Exercise instructions — Count the lines in the material below that contain the string "dome", matching case exactly, and give only that number.

Data for the task —
:::::
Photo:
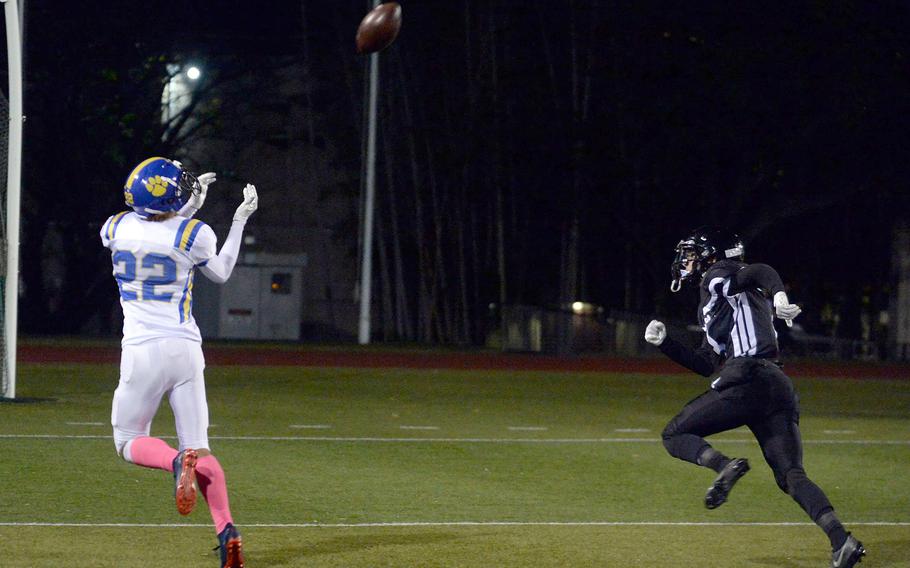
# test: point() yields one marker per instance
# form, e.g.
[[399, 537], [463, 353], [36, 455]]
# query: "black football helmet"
:::::
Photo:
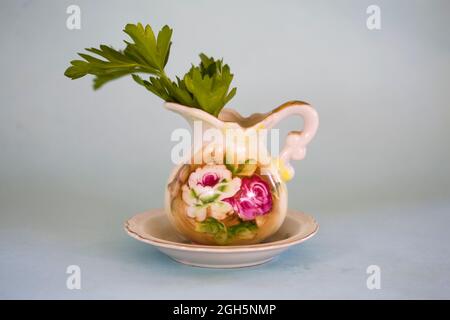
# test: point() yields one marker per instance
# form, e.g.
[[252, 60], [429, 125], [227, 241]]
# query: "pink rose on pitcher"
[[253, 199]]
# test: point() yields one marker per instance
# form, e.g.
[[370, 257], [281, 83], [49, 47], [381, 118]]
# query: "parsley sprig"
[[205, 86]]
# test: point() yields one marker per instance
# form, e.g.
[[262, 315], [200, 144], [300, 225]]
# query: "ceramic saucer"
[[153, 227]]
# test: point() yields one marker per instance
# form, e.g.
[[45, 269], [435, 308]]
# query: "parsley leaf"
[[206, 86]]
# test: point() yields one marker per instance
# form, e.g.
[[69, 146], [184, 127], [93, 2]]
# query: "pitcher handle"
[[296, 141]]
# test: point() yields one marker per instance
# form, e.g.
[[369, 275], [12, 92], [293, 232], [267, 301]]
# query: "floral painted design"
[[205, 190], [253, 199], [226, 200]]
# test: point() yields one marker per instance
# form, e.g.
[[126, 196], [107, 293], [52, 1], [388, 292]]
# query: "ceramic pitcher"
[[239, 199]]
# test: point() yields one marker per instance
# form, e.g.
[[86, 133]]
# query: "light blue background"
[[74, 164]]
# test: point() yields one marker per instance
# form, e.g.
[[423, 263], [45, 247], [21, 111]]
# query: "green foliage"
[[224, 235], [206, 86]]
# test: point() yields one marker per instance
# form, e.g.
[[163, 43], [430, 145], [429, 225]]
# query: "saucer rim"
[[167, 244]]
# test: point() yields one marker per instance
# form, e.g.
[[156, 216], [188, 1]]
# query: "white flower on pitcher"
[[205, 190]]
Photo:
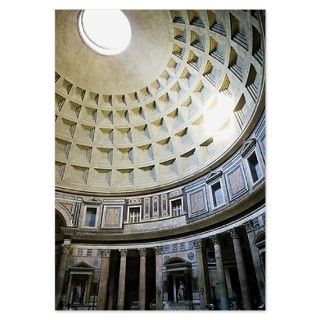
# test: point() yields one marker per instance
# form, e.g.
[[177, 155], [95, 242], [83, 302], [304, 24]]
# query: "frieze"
:::::
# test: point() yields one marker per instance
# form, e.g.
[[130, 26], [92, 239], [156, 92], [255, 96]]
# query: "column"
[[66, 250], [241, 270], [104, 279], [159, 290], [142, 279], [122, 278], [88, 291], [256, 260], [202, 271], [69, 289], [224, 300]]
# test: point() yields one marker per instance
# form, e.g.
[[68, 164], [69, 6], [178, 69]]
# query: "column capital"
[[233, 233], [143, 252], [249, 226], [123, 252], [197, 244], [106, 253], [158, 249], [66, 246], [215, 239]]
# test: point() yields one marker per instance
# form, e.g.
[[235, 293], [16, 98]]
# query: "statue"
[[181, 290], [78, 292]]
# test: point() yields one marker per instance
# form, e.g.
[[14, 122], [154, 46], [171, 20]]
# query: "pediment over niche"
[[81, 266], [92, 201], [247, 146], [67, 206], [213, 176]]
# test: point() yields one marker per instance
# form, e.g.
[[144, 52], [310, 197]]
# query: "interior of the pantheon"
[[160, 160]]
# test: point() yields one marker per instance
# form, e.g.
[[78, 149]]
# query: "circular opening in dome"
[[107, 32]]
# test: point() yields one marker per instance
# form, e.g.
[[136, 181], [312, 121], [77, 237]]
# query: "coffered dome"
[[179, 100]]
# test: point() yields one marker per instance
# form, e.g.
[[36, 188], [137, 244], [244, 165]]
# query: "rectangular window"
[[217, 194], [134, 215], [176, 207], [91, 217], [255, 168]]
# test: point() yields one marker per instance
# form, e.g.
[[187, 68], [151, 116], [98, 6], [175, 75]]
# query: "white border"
:::::
Reply — 2